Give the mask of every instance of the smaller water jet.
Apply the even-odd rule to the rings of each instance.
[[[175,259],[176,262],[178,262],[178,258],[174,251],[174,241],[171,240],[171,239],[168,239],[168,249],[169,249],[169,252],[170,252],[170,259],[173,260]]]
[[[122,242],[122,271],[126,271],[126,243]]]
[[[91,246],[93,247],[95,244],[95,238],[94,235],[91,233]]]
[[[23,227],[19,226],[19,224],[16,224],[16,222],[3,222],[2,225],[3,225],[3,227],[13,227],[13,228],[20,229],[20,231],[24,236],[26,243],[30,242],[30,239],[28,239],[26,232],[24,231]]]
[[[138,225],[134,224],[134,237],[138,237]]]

....

**Short task**
Put each line of the items above into a JSON list of strings, one string per line, leaving out any blank lines.

**Written response**
[
  "Give the mask of every instance of the smaller water jet.",
  "Apply the even-odd rule to the rings of each instance.",
  "[[[175,259],[176,262],[178,262],[178,258],[174,251],[174,241],[171,240],[171,239],[168,239],[168,249],[169,249],[169,252],[170,252],[170,259],[173,260]]]",
  "[[[122,242],[122,271],[126,271],[126,243]]]",
  "[[[91,246],[93,247],[95,244],[95,238],[94,235],[91,233]]]",
  "[[[23,227],[19,226],[19,224],[16,224],[16,222],[3,222],[2,225],[3,225],[3,227],[13,227],[13,228],[20,229],[20,231],[24,236],[26,243],[30,242],[30,239],[28,239],[26,232],[24,231]]]",
  "[[[138,225],[134,224],[134,237],[138,237]]]"
]